WHAT YOU ARE ASKED TO DO: Please write the listing below out again exactly, leaving every picture behind.

RECORDED INFORMATION start

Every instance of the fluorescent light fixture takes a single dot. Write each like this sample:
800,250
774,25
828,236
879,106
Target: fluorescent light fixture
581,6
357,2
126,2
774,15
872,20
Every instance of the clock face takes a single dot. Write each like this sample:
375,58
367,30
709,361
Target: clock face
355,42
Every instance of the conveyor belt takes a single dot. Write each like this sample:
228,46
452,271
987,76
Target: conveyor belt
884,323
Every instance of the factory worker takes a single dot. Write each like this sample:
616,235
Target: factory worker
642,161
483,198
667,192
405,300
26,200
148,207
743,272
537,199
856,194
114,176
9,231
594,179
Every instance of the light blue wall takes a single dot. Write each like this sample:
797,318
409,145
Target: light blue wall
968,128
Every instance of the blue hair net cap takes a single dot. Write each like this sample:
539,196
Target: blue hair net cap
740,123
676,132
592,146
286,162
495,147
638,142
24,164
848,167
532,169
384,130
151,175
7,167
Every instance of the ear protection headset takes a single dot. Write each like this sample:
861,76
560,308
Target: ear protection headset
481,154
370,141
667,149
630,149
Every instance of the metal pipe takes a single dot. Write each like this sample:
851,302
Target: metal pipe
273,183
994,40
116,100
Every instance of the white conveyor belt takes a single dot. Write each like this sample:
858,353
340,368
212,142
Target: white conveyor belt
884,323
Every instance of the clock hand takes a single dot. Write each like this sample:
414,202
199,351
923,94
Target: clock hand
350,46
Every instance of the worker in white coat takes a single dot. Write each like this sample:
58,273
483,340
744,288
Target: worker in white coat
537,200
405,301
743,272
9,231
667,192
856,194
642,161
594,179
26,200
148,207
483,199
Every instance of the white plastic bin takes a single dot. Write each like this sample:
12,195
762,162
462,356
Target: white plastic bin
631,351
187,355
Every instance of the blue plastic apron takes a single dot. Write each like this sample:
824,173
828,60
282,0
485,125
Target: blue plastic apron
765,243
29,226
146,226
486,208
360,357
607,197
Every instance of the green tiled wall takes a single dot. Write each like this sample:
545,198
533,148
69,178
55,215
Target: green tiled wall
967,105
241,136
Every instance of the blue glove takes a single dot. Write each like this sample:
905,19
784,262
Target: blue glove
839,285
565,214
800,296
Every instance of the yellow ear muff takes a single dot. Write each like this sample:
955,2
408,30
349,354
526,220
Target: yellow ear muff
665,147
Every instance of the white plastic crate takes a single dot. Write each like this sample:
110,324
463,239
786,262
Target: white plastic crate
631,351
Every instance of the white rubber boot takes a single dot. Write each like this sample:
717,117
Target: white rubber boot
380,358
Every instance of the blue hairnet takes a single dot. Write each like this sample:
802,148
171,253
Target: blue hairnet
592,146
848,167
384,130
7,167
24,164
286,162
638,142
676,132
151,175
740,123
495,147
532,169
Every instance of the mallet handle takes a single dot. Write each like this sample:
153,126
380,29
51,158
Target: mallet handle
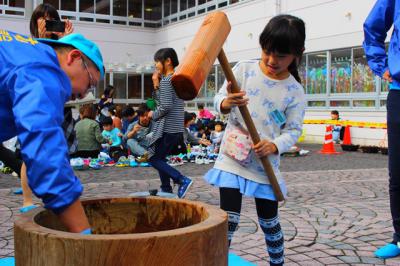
250,125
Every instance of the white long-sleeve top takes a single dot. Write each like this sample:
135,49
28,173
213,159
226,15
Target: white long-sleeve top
265,95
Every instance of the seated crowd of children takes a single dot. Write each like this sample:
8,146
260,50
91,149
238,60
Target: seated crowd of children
110,135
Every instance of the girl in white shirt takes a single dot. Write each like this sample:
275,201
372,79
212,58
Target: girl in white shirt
272,91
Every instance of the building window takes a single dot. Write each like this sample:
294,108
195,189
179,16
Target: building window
339,103
148,86
54,3
303,72
364,103
120,8
135,8
341,71
316,103
134,86
86,6
316,73
68,5
363,77
173,7
103,7
120,85
152,10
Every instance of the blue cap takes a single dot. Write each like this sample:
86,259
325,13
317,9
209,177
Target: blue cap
88,48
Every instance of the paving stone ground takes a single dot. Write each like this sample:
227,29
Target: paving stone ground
336,213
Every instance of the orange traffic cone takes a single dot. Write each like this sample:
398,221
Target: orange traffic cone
347,136
346,145
328,147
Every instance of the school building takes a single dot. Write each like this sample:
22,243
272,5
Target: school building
334,70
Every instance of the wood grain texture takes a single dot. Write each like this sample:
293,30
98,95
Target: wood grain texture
200,55
127,231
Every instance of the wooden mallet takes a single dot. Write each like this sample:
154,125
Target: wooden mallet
195,66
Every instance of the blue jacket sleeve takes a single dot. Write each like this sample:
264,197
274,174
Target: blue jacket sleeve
376,27
38,94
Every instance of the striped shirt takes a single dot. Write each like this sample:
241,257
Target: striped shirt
169,114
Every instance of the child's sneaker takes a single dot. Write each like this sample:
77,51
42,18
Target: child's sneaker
143,159
199,160
184,187
109,163
122,162
389,251
94,164
77,163
27,208
6,170
18,191
133,163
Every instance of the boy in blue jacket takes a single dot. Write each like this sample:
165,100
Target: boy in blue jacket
383,16
36,78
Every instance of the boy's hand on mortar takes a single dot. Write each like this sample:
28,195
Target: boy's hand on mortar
264,148
233,99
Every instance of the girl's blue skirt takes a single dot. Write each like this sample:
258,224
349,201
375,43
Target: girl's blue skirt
247,187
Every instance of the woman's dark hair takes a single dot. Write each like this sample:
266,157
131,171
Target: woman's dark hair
335,112
285,34
42,11
220,123
128,111
88,111
187,117
106,121
163,54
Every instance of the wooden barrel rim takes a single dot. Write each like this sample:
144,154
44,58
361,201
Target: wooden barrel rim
215,216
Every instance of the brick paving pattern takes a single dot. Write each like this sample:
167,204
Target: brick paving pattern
337,211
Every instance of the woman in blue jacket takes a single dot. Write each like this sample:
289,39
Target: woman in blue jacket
383,16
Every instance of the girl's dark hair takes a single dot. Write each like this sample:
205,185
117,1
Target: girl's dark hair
106,121
42,11
285,34
128,111
163,54
109,91
143,109
88,111
187,117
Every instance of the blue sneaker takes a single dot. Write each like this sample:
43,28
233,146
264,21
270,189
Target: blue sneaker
184,187
27,208
389,251
18,191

RECORDED INFORMATION end

TASK SOLUTION:
Every instance of the fluorescent light fixture takes a single dot. Write each like this sample:
800,250
774,25
828,236
879,106
Target: fluorescent light fixture
581,6
357,2
126,2
774,15
872,20
Every instance of the clock face takes a single dot. Write each like this sample:
375,58
367,30
709,361
Target: clock face
355,42
Every instance of the conveyor belt takes a single dot. Write each like this sample:
228,46
452,271
987,76
Target: conveyor belt
884,323
Every instance of the factory worker takes a single dot. Write each like this sample:
616,235
Target: factory worker
642,161
483,198
667,192
405,300
26,200
148,207
743,272
537,199
856,194
114,176
9,231
594,179
Every instance of the light blue wall takes a single dot. Write each like this sample:
797,318
409,145
Target: light blue wall
968,128
Every instance of the blue hair net cap takes a single dot. Write each like this sample:
539,196
Target: blue hair net cap
740,123
676,132
592,146
286,162
495,147
638,142
24,164
848,167
532,169
384,130
151,175
7,167
Every instance of the ear protection headset takes a single dot. Write each like this sample:
861,76
560,308
Target: ear protection headset
481,154
370,141
667,149
630,149
Every instance of the metal pipe takes a single dot. Write each like this sample:
851,302
Target: metal pipe
273,183
994,40
116,100
Every instance of the white conveyor belt takes a single dot. Write each like this sample:
858,353
340,368
212,142
Target: white conveyor belt
884,323
Every instance of the clock hand takes a single dot. Write each like this sample:
414,202
199,351
923,94
Target: clock hand
350,46
Every instance of the worker in white coat takes a single dot. Write each like this sample:
58,273
483,340
744,288
Target: worker in white coat
537,200
405,301
743,272
9,231
667,192
856,194
642,161
594,179
26,200
148,207
483,199
Every instance of the white plastic bin takes a single dot. Write each like this sample:
12,195
762,162
462,356
Target: white plastic bin
631,351
187,355
Every instance of the blue plastic apron takes a single dot. Write each like this sample:
824,173
828,60
282,0
485,125
Target: blue plastic apron
765,243
29,226
146,226
486,208
360,357
607,197
Every instance of the green tiled wall takes a single dot. Write each like this sample:
545,198
533,148
69,178
55,215
Target: green tiled wall
967,105
241,136
Every instance of the blue glove takes a single dot. Write each like this sample:
905,19
784,262
Target: blue glove
839,285
565,214
800,296
Every instance of the yellow ear muff takes a single dot. Write each like this sample:
955,2
408,30
349,354
526,220
Target: yellow ear muff
665,147
Every instance of the white plastic crate takes a single dot. Write each like this sample:
110,324
463,239
786,262
Target: white plastic crate
631,351
Every instance of the white rubber boot takes a single dot. Write each like this sample:
717,117
Target: white rubber boot
380,358
Every instance of the blue hairnet takes a single dot. Write each like this sample:
802,148
171,253
Target: blue hairnet
592,146
848,167
384,130
7,167
24,164
286,162
638,142
676,132
151,175
740,123
495,147
532,169
Every instance of the mallet handle takes a single dot. Write each like this sample:
153,126
380,29
51,158
Target: mallet handle
250,125
Every instance of the white long-sleeve top takes a single dot. Write each like this sample:
135,49
28,173
213,159
226,15
Target: white long-sleeve top
265,95
Every instance of the seated crowd of children takes a single dot. Write each like this sample:
8,146
260,50
91,149
238,60
Target: seated crowd of children
110,135
Every instance of the girl in white shirt takes a single dot. Write each like this sample:
275,201
372,79
212,58
Target: girl in white shirt
272,91
Every instance of the building window takes a single dot. Write each like this sample:
294,108
195,189
179,16
Target: building window
339,103
148,86
54,3
303,72
364,103
120,8
135,8
341,71
316,103
134,86
86,6
316,73
68,5
363,77
173,7
103,7
120,85
152,10
Every instance of the blue cap takes a single dot. Write each like this sample:
86,259
325,13
317,9
209,177
Target: blue cap
88,48
Every instance of the paving stone ground takes a single dot. Write each like this sample:
227,29
Target: paving stone ground
336,213
Every instance of the orange traffic cone takes a single dot. Write each like this sample:
398,221
Target: orange traffic cone
347,136
346,145
328,147
Every instance of the school building takes a single dot. Write each like this sample:
22,243
272,5
Target: school building
334,70
Every instance of the wood grain texture takes a single dot. Write each like this sample:
293,30
98,95
Target: wood grain texture
200,55
127,231
Every instance of the wooden mallet takes a single dot. Write each like this sample:
154,125
Target: wooden mallet
195,66
Every instance of the blue jacket sleeve takes a single dot. Write each like this sample:
264,197
274,174
Target: blue jacket sleeve
376,27
38,94
Every instance of the striped shirt takes a single dot. Write each like this sample:
241,257
Target: striped shirt
169,114
Every instance of the child's sneaker takes a single dot. Write each like this sample:
77,51
42,18
Target: child's sneaker
143,159
199,160
184,187
109,163
122,162
389,251
94,164
77,163
27,208
6,170
18,191
133,163
Every instance of the boy in blue jacket takes a single dot. Write each like this sample:
165,100
Target: boy in blue jacket
383,16
36,78
Every instance of the boy's hand on mortar takes a single dot. Write each like this sample:
28,195
Target: boy's hand on mortar
264,148
233,99
Every instance of the girl's blue skirt takes a single dot. Write each like this sample:
258,224
349,201
375,43
Target: girl's blue skirt
247,187
Every instance of the woman's dark hair takes a single dot. Write each like this sample:
266,157
131,171
Target: woman's dark hair
335,112
285,34
42,11
220,123
128,111
88,111
187,117
106,121
163,54
Every instance of the wooden barrel rim takes a single dot. Write each like this sample:
144,154
44,58
361,201
Target: wooden barrel rim
215,216
Every instance of the brick paving pattern takes a single dot. Write each like this sample:
167,204
Target: brick paving pattern
337,211
Every instance of the woman in blue jacket takes a single dot. Write each like this sample:
289,39
Target: woman in blue jacket
383,16
Every instance of the girl's dark hair takes a single dot. Write each like this sample:
205,185
117,1
Target: girl's dark hair
106,121
42,11
285,34
128,111
163,54
109,91
143,109
88,111
187,117
Every instance of the blue sneaker takes a single dot. Write each like this sample:
43,28
233,146
264,21
270,189
Target: blue sneaker
184,187
27,208
389,251
18,191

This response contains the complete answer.